◆ **Given text**
============
Now, if you really want to buck up on your cybersecurity, you could also try these tips:
1. Don’t download and open videos from untrusted sources
VLC is, without a doubt, one of the most ‘abused’ open-source players. There’s a perfectly good reason why so many choose VLC over BSPLayer or other video decoders: it’s light, runs on almost every platform, and can play any video extension. However, VLC is quite appreciated by people who pirate content instead of paying for it. My advice to you: stick with original content and stream whenever you can. By downloading and playing a .mp4 or .mkv from an untrusted source like Pirate Bay, you risk triggering the VLC flaw.
2. Patch any outdated software
Over 80% of malware infiltrations occur due to outdated or unpatched software. Of course, you can always try to manually patch every bit of software you have on your device. However,that will take a very long time since you would have to actually seek out the outdated apps and compare versions. Yes, that will be a nuisance, but there’s actually a quicker way to do that – AV solutions like Thor Free feature automatic software patching engine that scans your PC and updates all your favorite apps.
============
◆ **Supplied information**
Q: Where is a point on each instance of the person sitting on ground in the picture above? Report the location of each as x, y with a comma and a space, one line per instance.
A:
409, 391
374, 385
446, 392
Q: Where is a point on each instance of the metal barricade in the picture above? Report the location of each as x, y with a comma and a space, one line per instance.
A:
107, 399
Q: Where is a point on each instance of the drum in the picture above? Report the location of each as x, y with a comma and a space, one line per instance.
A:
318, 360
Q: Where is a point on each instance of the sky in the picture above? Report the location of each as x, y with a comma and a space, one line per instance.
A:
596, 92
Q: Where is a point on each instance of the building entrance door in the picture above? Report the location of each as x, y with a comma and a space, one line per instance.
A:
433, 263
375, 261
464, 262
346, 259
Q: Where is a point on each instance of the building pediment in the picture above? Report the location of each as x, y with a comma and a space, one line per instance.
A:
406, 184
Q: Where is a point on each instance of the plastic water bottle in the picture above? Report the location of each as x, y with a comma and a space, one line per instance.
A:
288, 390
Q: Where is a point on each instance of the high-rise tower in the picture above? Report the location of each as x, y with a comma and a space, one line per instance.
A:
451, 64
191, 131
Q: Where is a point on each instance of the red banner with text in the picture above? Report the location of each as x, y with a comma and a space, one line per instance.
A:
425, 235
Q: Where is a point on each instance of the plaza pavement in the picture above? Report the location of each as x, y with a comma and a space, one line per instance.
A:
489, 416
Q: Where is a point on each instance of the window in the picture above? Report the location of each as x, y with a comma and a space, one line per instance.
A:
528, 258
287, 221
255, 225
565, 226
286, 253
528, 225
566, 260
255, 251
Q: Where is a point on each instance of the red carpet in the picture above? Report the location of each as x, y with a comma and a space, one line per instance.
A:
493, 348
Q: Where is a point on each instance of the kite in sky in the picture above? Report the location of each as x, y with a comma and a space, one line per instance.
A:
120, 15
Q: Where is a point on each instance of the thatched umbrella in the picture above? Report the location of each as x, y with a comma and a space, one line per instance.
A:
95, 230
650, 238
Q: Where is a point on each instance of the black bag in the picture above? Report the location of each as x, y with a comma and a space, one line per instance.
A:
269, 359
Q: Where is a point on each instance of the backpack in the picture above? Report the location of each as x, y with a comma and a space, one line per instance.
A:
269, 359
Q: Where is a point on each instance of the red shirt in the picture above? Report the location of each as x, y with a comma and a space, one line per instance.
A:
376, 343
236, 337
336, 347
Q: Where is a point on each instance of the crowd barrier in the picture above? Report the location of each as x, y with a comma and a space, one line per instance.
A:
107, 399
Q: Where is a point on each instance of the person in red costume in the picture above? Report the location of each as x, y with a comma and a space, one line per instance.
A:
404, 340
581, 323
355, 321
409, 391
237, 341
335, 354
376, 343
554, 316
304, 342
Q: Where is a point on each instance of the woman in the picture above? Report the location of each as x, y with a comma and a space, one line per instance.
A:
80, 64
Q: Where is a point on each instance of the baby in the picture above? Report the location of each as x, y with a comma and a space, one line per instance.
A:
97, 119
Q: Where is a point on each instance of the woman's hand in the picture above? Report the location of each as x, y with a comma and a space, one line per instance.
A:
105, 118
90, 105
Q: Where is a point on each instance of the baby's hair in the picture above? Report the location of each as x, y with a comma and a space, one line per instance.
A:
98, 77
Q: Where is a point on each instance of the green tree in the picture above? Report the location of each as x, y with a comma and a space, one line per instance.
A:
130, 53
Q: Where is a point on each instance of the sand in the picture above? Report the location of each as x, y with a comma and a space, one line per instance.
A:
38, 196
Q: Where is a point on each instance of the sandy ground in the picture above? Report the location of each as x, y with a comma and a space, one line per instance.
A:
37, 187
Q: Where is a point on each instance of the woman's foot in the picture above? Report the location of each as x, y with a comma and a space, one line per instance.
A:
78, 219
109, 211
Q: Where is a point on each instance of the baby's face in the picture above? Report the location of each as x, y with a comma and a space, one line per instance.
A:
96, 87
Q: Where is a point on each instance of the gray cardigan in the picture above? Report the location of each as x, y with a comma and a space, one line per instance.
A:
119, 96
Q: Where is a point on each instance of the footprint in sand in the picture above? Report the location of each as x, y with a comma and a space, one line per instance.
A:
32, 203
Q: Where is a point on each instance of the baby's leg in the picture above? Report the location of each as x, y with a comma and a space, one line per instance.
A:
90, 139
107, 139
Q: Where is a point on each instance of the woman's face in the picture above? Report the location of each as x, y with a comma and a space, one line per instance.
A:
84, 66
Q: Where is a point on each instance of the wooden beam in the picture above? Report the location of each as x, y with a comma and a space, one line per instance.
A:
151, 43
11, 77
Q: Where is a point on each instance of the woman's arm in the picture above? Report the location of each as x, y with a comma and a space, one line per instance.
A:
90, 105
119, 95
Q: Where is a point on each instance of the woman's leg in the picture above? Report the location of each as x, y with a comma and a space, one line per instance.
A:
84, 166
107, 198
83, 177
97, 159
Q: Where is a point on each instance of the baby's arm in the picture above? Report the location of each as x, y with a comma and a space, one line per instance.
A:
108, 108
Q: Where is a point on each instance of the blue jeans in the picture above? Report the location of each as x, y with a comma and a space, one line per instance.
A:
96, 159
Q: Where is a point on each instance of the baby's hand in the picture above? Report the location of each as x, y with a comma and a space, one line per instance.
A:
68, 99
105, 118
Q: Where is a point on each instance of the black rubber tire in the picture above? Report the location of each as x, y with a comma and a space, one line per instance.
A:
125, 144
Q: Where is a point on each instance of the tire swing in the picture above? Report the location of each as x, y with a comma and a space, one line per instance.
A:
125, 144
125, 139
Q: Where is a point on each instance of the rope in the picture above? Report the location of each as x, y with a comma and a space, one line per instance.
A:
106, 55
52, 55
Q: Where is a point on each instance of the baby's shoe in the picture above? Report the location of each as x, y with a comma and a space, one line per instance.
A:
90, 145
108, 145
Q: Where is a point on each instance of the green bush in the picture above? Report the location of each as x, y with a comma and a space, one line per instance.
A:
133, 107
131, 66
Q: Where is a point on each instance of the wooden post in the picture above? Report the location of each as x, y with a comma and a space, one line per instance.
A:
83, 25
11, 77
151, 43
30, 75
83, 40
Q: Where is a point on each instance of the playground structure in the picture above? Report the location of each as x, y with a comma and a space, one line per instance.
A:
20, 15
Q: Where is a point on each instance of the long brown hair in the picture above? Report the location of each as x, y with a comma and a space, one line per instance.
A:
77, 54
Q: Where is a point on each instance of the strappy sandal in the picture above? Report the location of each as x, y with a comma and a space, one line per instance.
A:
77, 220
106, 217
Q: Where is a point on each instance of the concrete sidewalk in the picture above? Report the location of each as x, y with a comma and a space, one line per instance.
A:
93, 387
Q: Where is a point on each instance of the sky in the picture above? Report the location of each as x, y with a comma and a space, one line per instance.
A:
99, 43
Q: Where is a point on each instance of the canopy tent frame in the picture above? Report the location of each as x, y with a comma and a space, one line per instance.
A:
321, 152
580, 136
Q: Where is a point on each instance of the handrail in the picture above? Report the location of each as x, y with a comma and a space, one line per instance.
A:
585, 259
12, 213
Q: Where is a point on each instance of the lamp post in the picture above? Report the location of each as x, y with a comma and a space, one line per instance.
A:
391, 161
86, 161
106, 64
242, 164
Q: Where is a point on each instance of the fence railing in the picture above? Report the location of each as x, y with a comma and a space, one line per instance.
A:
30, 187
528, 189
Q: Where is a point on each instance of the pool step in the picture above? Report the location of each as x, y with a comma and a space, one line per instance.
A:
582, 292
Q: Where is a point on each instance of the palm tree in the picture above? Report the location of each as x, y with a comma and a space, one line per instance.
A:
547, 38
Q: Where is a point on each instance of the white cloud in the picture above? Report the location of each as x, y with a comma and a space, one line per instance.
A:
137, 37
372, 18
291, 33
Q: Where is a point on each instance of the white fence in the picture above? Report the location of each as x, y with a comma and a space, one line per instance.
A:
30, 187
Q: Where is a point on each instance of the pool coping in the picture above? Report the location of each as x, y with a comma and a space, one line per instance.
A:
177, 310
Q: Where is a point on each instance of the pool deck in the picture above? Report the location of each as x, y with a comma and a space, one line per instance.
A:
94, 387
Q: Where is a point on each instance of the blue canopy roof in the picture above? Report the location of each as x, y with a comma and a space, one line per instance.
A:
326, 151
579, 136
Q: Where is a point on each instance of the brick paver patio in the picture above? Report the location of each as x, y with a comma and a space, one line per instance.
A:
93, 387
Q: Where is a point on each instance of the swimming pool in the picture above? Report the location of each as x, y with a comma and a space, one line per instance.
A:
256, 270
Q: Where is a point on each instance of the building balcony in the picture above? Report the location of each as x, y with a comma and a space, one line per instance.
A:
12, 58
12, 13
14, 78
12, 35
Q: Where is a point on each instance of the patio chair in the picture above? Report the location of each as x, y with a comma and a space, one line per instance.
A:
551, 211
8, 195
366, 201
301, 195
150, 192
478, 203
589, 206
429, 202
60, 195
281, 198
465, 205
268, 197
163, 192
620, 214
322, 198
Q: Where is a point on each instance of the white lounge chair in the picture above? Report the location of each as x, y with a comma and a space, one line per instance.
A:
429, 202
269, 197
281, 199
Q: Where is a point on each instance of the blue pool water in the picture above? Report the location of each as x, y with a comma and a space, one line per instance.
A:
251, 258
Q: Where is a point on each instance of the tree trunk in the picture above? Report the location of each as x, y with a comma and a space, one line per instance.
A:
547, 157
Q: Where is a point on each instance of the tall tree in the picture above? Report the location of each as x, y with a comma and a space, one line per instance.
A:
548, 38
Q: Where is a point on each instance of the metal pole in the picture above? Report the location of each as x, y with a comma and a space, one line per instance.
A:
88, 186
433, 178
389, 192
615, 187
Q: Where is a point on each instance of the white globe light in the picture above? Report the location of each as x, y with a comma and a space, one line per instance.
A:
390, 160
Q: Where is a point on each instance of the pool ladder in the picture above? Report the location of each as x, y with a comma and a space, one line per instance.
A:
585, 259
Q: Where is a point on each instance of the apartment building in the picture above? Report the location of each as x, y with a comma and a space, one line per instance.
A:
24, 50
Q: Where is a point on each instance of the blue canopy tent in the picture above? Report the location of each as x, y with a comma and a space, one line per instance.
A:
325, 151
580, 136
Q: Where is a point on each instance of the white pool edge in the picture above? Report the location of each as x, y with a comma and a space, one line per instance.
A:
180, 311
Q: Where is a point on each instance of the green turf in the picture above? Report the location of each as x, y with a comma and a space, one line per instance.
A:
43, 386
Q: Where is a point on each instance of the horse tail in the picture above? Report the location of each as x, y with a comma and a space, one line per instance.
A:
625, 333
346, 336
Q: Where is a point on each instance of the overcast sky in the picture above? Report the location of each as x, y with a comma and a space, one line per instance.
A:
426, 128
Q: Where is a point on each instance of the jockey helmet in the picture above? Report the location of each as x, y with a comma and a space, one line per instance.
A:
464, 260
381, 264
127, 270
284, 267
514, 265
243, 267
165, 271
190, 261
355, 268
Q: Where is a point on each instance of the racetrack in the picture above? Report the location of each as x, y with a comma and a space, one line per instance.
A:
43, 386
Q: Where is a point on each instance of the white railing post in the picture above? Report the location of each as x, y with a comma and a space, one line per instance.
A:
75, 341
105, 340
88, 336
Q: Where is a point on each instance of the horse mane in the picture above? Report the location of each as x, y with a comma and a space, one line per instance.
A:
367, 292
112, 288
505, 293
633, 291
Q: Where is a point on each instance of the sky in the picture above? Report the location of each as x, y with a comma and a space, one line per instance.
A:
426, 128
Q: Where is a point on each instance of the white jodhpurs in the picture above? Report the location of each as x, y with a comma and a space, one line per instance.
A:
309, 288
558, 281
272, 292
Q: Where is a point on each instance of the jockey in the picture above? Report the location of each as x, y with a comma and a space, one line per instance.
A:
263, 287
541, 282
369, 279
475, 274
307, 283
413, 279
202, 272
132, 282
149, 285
============
◆ **About this exercise**
Pick up the cybersecurity tips text right after its last sentence and keep writing it.

◆ **Output below**
3. Seek an alternative video player
Another way to ensure that malware doesn’t seep into your machine due to the VLC flaw is to delete the software altogether and to use a different player. There are tons of open-source video players like VLC on the web – KM Player, GOM Player, DivX, RealPlayer, XBMC Media Player, just to name a few. If you plan on uninstalling VLC, don’t forget to use a tool like CCleaner to get rid of any residue hiding in the registry.
4. Use a Mac instead of Windows or Android
I know that it sounds a little off, but according to VLC, the bug’s confined to Windows, Linux, and Android. So, if you want to watch your favorite videos without having to worry about malware, use a Mac. You don’t need to make the switch for good; just until the infection’s contained.
What we know so far is that the very same 3rd party library which VLC ‘fixed’ 16 months ago appears to be backfiring. VLC promised a patch, but it’s still pretty far behind on actually delivering it. The only true fix offered so far is to uninstall VLC and to wipe-clean the system’s registry to deal with any residues.
UPDATE: A couple of hours ago, VLC updated its bug tracker, listing the flaw as ‘fixed’.